Supplied entries =
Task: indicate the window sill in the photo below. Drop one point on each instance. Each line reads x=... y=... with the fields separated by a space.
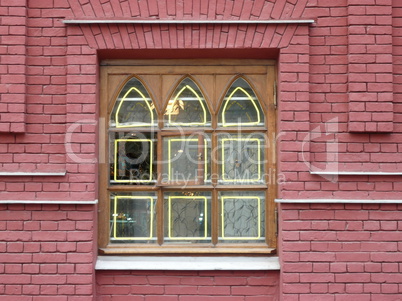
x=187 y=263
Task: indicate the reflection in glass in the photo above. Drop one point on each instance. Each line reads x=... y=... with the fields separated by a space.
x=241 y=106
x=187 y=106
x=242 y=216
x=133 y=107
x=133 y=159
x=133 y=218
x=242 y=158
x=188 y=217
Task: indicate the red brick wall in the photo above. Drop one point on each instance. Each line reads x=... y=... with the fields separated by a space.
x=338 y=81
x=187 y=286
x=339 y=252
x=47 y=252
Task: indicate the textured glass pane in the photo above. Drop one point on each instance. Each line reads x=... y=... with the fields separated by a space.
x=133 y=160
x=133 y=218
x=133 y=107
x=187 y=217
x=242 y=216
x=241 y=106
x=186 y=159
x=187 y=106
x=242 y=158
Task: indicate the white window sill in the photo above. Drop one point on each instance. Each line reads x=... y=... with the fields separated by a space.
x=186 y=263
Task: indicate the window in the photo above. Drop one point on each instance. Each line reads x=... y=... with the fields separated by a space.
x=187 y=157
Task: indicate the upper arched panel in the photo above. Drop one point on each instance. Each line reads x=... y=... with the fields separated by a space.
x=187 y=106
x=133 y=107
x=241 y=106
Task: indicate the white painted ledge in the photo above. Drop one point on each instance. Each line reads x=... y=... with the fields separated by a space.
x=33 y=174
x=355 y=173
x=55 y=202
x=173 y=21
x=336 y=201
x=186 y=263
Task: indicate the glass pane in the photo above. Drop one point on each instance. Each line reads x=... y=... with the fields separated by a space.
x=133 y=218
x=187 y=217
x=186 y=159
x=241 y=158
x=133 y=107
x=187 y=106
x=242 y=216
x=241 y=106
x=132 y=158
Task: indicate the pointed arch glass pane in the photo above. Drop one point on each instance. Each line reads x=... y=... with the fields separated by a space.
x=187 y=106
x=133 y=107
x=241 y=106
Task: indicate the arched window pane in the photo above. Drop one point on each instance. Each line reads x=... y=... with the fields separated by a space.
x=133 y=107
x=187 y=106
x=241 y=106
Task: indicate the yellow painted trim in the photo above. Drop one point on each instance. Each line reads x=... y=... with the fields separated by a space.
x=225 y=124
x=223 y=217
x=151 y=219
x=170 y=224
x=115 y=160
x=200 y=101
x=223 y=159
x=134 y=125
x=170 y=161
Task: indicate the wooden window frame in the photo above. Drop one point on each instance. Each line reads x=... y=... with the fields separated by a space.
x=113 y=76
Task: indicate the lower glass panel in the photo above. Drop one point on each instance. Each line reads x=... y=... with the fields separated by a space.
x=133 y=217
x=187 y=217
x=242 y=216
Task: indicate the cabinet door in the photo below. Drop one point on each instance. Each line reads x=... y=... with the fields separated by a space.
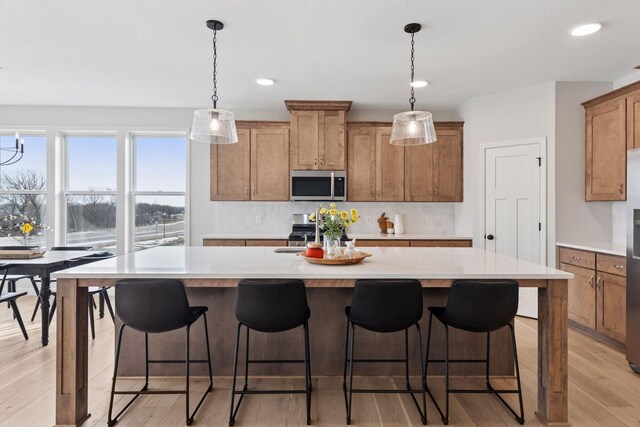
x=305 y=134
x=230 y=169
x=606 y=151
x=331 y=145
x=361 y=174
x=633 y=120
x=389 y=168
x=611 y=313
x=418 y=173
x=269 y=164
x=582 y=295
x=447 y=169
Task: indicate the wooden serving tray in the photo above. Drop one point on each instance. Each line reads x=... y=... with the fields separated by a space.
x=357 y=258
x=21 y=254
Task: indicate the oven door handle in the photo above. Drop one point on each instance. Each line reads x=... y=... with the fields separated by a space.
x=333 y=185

Your task =
Rewrite every one of the records above, substituting "Place" for "Drop" at each occurrence and leaving all other text unchanged. Omit the pictures from your answer.

Response to this exercise =
Task: indicate the window sill in the photo below. Place one point on each instance. Each line reads x=... y=... with the fields separated by a space.
x=187 y=263
Task: indicate the reflection in glass in the photo above. Place one point on each instance. Each line reads x=... y=... with the fields separated by a space.
x=241 y=106
x=187 y=106
x=242 y=216
x=133 y=107
x=133 y=159
x=133 y=218
x=242 y=158
x=188 y=217
Task: indicate the red brick wall in the photo above. Place one point on each instance. Each line reads x=... y=... with the fields separated by a space.
x=338 y=81
x=187 y=286
x=339 y=252
x=47 y=252
Task: indicate the textured glass pane in the photo above. Place one point on each instance. Each line reads x=... y=... with the fields separated by a space.
x=133 y=160
x=133 y=218
x=133 y=107
x=187 y=217
x=242 y=216
x=241 y=106
x=186 y=159
x=187 y=106
x=242 y=158
Task: indicate the white window sill in the photo above. Place one point on each instance. Each line reads x=... y=... with the fields separated by a space.
x=186 y=263
Task: indicate the window in the photo above. Place one point on each instance. Each line reads x=... y=... with the fields separated by a space.
x=187 y=157
Task: indicate the upper arched panel in the photo above. Place one point on each instance. Each line reads x=... y=... with the fields separated by a space.
x=187 y=106
x=133 y=107
x=241 y=106
Task: indicate the white painted ledge in the photo above. Place one point on each instance. Each line reads x=... y=... with the fields separated by a space.
x=33 y=174
x=355 y=173
x=55 y=202
x=173 y=21
x=336 y=201
x=186 y=263
Task: indicate the glass pane in the photo above. Place one point on each instance. Each line reads x=... y=... with the fields separated by a space.
x=133 y=218
x=187 y=217
x=186 y=159
x=241 y=158
x=133 y=107
x=187 y=106
x=242 y=216
x=241 y=106
x=132 y=158
Task: indicate the pointed arch glass pane in the photo above. Place one point on each instance. Each line reads x=... y=... with the fields separated by a space.
x=187 y=106
x=133 y=107
x=241 y=106
Task: indicate the arched window pane in the photo above. Place one point on each instance. Each line reads x=... y=... with the fields separated by a space.
x=133 y=107
x=187 y=106
x=241 y=106
Task: indicate the yellow painted trim in the photo above. Place one point on each instance. Each line reads x=... y=... with the fields separated by a space.
x=225 y=124
x=223 y=217
x=151 y=219
x=170 y=224
x=115 y=160
x=200 y=101
x=223 y=159
x=134 y=125
x=170 y=161
Task: indicate the wooden window frame in the photo above. Place one point on each instance. Each line reads x=... y=... with the fields separated by a space.
x=113 y=76
Task: indicate the lower glass panel in the photo above. Place one point on each instance. Each line reads x=... y=... with the fields separated by a space.
x=133 y=217
x=187 y=217
x=242 y=216
Task: indicate the cabinet door in the photo below. Place one point on each instance. Each line reads x=... y=... with the fields separated by a space.
x=305 y=134
x=230 y=169
x=606 y=151
x=331 y=145
x=361 y=174
x=633 y=120
x=389 y=168
x=611 y=313
x=418 y=173
x=269 y=164
x=582 y=295
x=447 y=169
Task: indicate the wooden serving tray in the photo above. Place one point on each instance. Each line reads x=... y=... with the fields separated by a space.
x=357 y=258
x=21 y=254
Task: indicate the oven door handle in the photo above. Place one point on each instance. Each line reads x=... y=... with the fields separated by a space.
x=333 y=185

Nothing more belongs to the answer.